• [Data listing]:
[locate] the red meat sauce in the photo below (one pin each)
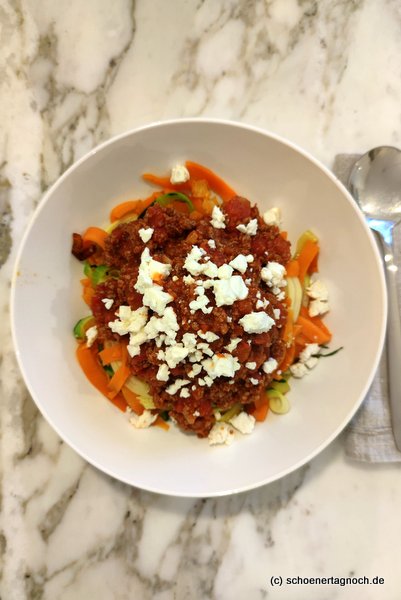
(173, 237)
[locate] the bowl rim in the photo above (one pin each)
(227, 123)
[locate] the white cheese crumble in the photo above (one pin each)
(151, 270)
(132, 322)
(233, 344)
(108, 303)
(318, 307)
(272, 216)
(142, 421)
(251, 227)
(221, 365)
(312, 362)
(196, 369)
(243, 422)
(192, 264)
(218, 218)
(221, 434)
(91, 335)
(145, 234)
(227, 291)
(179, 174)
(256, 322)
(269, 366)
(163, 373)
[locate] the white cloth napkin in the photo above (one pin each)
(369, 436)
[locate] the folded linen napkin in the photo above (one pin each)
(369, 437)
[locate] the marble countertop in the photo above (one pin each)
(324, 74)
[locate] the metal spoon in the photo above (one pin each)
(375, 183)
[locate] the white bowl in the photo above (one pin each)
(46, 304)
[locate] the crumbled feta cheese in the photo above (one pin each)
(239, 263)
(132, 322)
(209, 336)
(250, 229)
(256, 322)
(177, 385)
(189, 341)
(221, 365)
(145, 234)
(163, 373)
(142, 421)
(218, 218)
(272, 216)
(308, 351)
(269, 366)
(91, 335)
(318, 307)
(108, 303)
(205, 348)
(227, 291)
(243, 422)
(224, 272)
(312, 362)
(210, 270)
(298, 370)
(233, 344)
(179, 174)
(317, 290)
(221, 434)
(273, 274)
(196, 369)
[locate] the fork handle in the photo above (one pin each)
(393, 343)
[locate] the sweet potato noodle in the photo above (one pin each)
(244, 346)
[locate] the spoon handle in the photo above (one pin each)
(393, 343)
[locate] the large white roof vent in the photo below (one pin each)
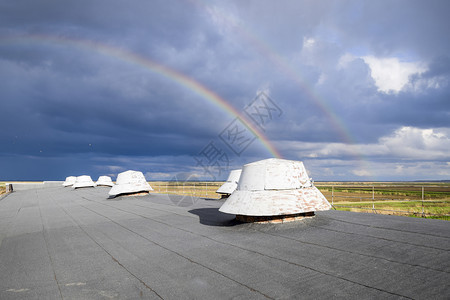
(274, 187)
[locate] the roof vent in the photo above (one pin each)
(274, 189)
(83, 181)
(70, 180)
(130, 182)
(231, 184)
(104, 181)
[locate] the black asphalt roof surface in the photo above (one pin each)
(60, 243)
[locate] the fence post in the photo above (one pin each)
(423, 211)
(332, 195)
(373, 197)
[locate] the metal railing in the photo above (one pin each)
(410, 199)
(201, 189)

...

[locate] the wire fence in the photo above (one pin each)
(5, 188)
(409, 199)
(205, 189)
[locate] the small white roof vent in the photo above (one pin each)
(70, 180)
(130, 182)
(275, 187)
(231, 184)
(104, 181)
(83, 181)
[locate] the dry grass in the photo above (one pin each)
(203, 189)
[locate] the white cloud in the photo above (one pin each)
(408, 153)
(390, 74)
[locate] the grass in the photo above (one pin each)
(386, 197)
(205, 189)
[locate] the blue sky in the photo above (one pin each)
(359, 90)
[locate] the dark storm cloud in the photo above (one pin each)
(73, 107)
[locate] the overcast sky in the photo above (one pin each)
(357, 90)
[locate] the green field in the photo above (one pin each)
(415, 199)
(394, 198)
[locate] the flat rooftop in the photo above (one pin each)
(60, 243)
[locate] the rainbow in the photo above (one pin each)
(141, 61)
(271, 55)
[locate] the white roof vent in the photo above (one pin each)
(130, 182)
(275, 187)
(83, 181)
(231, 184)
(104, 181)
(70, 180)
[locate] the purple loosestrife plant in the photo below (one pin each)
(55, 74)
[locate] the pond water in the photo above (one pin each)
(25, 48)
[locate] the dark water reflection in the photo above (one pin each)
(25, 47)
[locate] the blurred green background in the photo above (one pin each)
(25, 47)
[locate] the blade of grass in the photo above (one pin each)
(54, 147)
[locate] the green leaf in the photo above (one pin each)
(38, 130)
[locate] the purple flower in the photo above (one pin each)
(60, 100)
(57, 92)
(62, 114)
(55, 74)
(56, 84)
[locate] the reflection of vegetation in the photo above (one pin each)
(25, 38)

• [Problem]:
Please pull out every line of the items above that contains the word "cheese", copying each one whole. Case counts.

• [Result]:
[locate] the white cheese crumble in the photo above (one pin each)
[locate] the crumbled feta cheese in the photo above (one pin each)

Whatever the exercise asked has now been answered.